━━━ Excerpt ━━━

Effect of canopy thickness and canopy saturation on the amount and kinetic energy of throughfall: An experimental approach
Abstract
[1] To investigate how canopy thickness and canopy saturation affect the amount and kinetic energy of throughfall, we conducted indoor experiments using a 9.8‐m‐tall transplanted Japanese cypress (Chamaecyparis obtusa) and a large‐scale rainfall simulator with spray nozzles at a height of 16 m. The amount of throughfall and raindrop sizes and velocities were measured at twenty‐four points under four canopy structures generated by staged branch pruning. Decreasing the canopy thickness resulted in increases of the initial throughfall amount, volume proportion of large throughfall drops, the number of drops with high velocities, and throughfall kinetic energy. Compared to a saturated canopy, a canopy undergoing wetting had lower throughfall amounts and volume proportion of large drops, but higher mean drop velocity. Canopy thickness affected throughfall generation by affecting the processes of canopy saturation and drop generation within the canopy.
1. Introduction
[2] The impact of a raindrop is an important first step toward soil loss and subsequent sediment transport [e.g., Ellison, 1944]. Many studies have proposed the use of the kinetic energy of rainfall as an indicator of rainfall erosivity [e.g., Mihara, 1951; Brandt, 1990; Morgan et al., 1998; Kinnel, 2005]. The forest canopy can modify the amount of rainfall and kinetic energy that reaches the ground surface by altering two main factors [Wainwright et al., 1999]: raindrop characteristics and interception. Throughfall consists of three drop components: free throughfall, drips, and splash water droplets [Nanko et al., 2006]. Compared to open rainfall, throughfall drops are larger in size because of the dripping effect [Chapman, 1948; Nanko et al., 2004] and generally have lower velocity because they have a shorter fall height [Laws, 1941; Wang and Pruppacher, 1977; Zhou et al., 2002]. However, in mature forests, throughfall drips may have sufficient fall heights to reach terminal velocity and greater kinetic energy compared to open rainfall [Chapman, 1948; Mosley, 1982; Zhou et al., 2002; Nanko et al., 2004]. The Brandt model (1990) is widely used to calculate throughfall kinetic energy, but Nanko et al. [2008] demonstrated that the Brandt model may overestimate kinetic energy because it does not incorporate the water splash component of throughfall. The water splash component is generated by rain‐splash on the canopy, and thus various canopy structures should have different effects on the water splash component.

━━━

→ **Work to do**:
- a) According to the throughfall study, how tall was the transplanted Japanese cypress used in the indoor experiments?
- b) Convert the entries from the line containing "Could you kindly pick out the red painted" through the end of the entries into a JSON list of strings, one string per line, leaving out any blank lines.

━━━ Material for the task ━━━

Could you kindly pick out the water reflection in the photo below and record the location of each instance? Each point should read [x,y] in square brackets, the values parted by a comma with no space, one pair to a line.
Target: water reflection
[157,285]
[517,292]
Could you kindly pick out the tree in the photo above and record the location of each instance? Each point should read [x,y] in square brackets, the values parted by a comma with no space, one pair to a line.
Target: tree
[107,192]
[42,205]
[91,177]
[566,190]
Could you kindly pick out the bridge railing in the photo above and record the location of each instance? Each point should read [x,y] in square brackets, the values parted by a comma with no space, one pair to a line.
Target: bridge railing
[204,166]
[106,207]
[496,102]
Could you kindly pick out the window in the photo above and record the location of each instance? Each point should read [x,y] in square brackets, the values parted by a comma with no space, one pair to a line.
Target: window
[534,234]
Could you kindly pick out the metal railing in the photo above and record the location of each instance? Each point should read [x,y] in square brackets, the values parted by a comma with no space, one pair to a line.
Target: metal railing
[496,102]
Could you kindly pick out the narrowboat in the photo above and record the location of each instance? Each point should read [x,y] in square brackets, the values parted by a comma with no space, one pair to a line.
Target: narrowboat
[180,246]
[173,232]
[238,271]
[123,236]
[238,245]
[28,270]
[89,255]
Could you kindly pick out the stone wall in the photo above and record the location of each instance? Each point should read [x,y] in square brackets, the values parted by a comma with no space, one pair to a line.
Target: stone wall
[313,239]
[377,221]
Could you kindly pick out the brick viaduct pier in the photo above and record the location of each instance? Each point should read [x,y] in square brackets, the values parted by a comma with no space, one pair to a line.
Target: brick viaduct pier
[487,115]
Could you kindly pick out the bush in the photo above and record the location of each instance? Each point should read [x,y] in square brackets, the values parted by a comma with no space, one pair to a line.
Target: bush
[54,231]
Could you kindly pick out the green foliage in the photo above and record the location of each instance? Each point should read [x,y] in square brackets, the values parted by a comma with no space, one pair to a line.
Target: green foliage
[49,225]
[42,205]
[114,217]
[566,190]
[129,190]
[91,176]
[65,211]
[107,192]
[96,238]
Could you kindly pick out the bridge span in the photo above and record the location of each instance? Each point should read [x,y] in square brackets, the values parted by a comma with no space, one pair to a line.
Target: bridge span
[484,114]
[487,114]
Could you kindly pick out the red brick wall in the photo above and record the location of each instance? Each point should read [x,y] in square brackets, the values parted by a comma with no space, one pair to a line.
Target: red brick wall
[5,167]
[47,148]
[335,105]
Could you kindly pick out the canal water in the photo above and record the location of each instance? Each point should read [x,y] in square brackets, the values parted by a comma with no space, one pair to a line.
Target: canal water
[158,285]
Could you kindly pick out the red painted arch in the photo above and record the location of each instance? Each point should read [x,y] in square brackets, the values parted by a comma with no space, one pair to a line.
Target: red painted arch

━━━

→ **Exercise answers**:
- a) 9.8 m

- b)
[
  "Could you kindly pick out the red painted arch in the photo above and record the location of each instance? Each point should read [x,y] in square brackets, the values parted by a comma with no space, one pair to a line.",
  "Target: red painted arch"
]